> [PROVIDED DATA]:
####

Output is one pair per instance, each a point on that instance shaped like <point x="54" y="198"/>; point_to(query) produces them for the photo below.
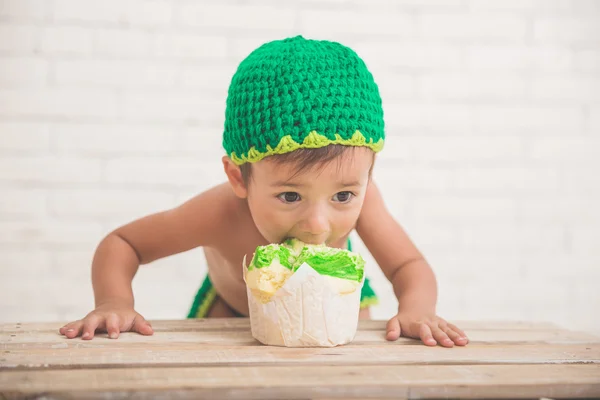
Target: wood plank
<point x="223" y="324"/>
<point x="274" y="382"/>
<point x="116" y="354"/>
<point x="47" y="338"/>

####

> [GIVEN EXERCISE]: Please copy the data above word for word, leaving out the picture.

> [FINISHED ANSWER]:
Output is one pair per instance, each a point on that instance shaped like <point x="54" y="198"/>; point_to(query) produces them for the photo below.
Target: wood plank
<point x="223" y="324"/>
<point x="274" y="382"/>
<point x="116" y="354"/>
<point x="47" y="338"/>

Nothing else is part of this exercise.